The task. Please, could you print all the lines below exactly, leaving out the pictures?

Given records.
══════
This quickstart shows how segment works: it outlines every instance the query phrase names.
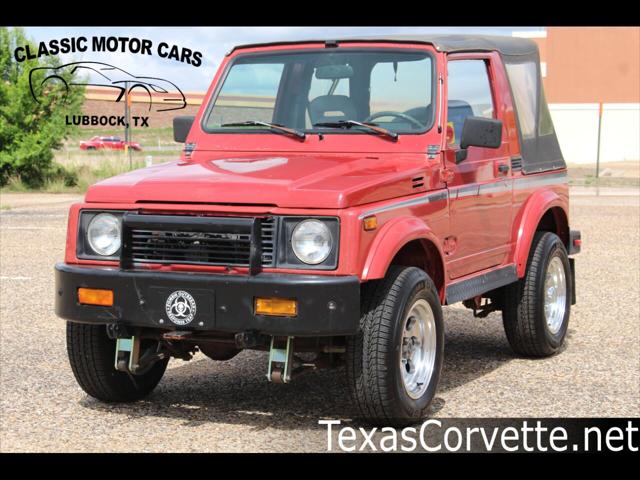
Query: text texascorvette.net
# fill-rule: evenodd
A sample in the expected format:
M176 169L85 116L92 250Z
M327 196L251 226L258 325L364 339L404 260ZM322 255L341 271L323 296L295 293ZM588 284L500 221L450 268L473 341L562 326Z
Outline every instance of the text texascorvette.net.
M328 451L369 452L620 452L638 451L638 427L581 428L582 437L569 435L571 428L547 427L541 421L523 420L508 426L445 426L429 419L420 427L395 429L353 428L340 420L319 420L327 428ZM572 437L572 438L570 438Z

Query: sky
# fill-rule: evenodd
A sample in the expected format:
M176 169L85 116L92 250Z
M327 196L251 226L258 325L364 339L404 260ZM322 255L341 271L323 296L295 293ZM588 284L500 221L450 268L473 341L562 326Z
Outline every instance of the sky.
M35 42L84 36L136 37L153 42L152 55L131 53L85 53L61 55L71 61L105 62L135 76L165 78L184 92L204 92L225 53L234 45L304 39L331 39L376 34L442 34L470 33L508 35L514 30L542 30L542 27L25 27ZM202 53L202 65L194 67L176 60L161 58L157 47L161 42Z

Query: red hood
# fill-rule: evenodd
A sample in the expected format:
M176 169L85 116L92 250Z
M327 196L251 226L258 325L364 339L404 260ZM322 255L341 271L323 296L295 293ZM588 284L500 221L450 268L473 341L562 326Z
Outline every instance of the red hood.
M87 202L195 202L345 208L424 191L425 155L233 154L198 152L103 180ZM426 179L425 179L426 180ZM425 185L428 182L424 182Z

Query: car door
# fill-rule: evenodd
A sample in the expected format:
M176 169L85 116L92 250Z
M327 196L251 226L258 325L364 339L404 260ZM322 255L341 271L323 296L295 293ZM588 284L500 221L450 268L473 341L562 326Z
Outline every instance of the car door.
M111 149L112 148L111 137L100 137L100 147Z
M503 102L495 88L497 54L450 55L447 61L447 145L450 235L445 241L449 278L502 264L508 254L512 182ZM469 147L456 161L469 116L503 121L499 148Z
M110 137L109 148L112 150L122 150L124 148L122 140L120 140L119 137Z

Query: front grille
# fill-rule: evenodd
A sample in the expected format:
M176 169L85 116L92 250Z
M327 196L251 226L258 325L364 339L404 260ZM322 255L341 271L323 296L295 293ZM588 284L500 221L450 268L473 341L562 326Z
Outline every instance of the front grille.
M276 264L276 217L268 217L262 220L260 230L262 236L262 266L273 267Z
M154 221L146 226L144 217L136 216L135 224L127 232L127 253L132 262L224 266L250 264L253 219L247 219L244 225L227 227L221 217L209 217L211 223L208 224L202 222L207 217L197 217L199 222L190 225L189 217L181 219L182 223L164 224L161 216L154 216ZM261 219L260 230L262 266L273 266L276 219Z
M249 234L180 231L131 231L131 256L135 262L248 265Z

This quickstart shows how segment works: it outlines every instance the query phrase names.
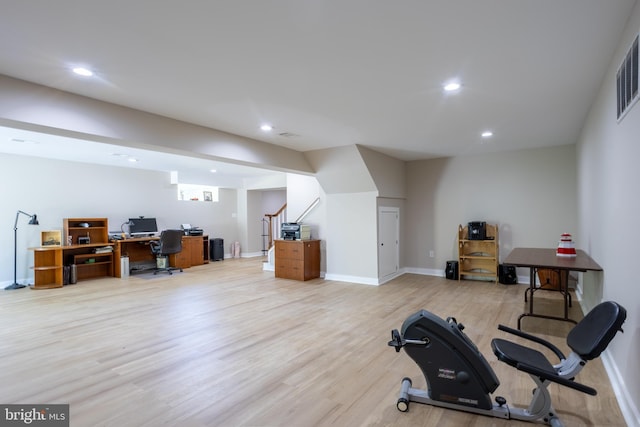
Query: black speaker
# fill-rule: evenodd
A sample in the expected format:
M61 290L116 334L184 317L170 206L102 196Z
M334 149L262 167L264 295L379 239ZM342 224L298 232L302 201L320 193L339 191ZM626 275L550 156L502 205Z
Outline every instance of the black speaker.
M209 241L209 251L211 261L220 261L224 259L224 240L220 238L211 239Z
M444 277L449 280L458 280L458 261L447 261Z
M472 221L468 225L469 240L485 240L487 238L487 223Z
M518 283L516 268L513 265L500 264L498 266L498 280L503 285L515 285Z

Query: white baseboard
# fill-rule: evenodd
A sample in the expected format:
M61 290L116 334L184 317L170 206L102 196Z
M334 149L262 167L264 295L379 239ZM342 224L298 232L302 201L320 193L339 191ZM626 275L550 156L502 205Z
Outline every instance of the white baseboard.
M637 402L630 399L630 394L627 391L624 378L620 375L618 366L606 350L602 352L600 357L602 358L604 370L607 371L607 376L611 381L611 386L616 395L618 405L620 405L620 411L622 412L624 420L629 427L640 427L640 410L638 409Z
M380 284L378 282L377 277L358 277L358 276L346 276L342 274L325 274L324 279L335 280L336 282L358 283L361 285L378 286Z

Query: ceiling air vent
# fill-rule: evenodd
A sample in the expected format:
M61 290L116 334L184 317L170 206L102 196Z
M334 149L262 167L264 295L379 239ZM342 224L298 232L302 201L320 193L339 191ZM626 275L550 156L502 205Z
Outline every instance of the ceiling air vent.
══════
Final answer.
This quickstart shows how segment works: it outlines every instance the query phrase names.
Query: text texascorvette.net
# fill-rule: evenodd
A sample in the expected format:
M176 169L85 116L92 250Z
M327 196L251 226L258 325L364 339L404 260ZM322 255L341 271L323 296L295 293ZM588 284L500 221L450 268L473 341L562 326Z
Outline every instance of the text texascorvette.net.
M328 451L369 452L620 452L638 451L638 427L581 428L582 437L569 435L571 428L547 427L541 421L523 420L508 426L445 426L429 419L420 427L395 429L353 428L340 420L319 420L327 428ZM572 437L572 438L570 438Z

Query: sky
# fill-rule: evenodd
A sample in the expected format:
M176 169L85 116L92 250Z
M327 196L251 226L258 325L364 339L404 260ZM322 255L341 271L323 296L295 293ZM588 284L500 221L450 268L473 341L562 326Z
Outline every instance of the sky.
M35 42L84 36L136 37L153 42L152 55L131 53L85 53L61 55L71 61L105 62L135 76L165 78L184 92L204 92L225 53L234 45L304 39L331 39L376 34L442 34L470 33L508 35L514 30L542 30L542 27L25 27ZM202 53L202 65L194 67L176 60L161 58L157 47L161 42Z

Query: red hood
# fill-rule: evenodd
A sample in the expected format:
M176 169L85 116L92 250Z
M327 196L251 226L258 325L364 339L404 260ZM322 255L341 271L323 296L295 293ZM588 284L500 221L450 268L473 341L562 326Z
Outline every instance of the red hood.
M87 202L195 202L345 208L424 191L425 155L233 154L198 152L103 180ZM426 179L425 179L426 180ZM425 185L428 182L424 182Z

Query: car door
# fill-rule: evenodd
A sample in the expected format:
M176 169L85 116L92 250Z
M327 196L251 226L258 325L364 339L404 260ZM322 255L341 271L323 296L295 293ZM588 284L500 221L450 268L473 341L562 326Z
Outline every instance of the car door.
M111 149L112 148L111 137L100 137L100 147Z
M503 102L495 88L497 54L450 55L447 61L447 145L450 235L445 241L449 278L502 264L508 254L512 182ZM469 147L456 161L469 116L503 121L499 148Z
M110 137L109 148L112 150L122 150L124 148L122 140L120 140L119 137Z

Query: front grille
# fill-rule: evenodd
A sample in the expected format:
M176 169L85 116L92 250Z
M327 196L251 226L258 325L364 339L404 260ZM322 255L341 271L323 296L295 293ZM588 284L500 221L450 268L473 341L562 326Z
Outline every instance of the front grille.
M276 264L276 217L268 217L262 220L260 230L262 236L262 266L273 267Z
M154 221L146 226L144 217L136 216L135 224L127 232L127 253L132 262L224 266L250 264L253 219L247 219L244 225L227 227L221 217L209 217L211 223L208 224L202 222L207 217L197 217L199 222L190 225L189 217L181 219L182 223L164 224L161 216L154 216ZM261 219L260 230L262 266L273 266L276 219Z
M249 234L180 231L131 231L131 256L135 262L248 265Z

This quickstart shows how segment works: it outlines every instance the query phrase names.
Query: black speaker
# fill-rule: evenodd
A sample in the expected format:
M61 290L116 334L184 317L170 206L102 196Z
M334 149L262 167L264 295L379 239ZM342 224L298 232L302 201L320 193L339 191ZM626 275L550 156L502 205Z
Outline every instance of the black speaker.
M209 241L209 251L211 261L220 261L224 259L224 240L220 238L211 239Z
M444 277L449 280L458 280L458 261L447 261Z
M472 221L468 225L469 240L485 240L487 238L487 223Z
M518 283L516 268L513 265L500 264L498 266L498 280L503 285L515 285Z

Query: white baseboard
# fill-rule: evenodd
A sample in the expected format:
M61 290L116 334L184 317L170 206L102 196Z
M334 149L262 167L264 295L379 239ZM342 224L298 232L302 201L320 193L339 191ZM626 275L550 156L502 205Z
Outline every instance of the white baseboard.
M637 402L630 399L630 394L627 391L624 378L620 375L618 366L606 350L602 352L600 357L602 358L604 370L607 371L607 376L611 381L611 386L616 395L618 405L620 405L620 411L622 412L624 420L629 427L640 427L640 410L638 409Z
M380 284L378 282L377 277L358 277L358 276L346 276L342 274L325 274L324 279L335 280L336 282L358 283L361 285L378 286Z

Query: ceiling air vent
# fill-rule: evenodd
A sample in the expected format:
M61 290L116 334L184 317L170 206L102 196Z
M334 149L262 167L264 295L379 239ZM342 224L298 232L302 201L320 193L339 191ZM626 275L550 156L502 205Z
Outline every instance of the ceiling air vent.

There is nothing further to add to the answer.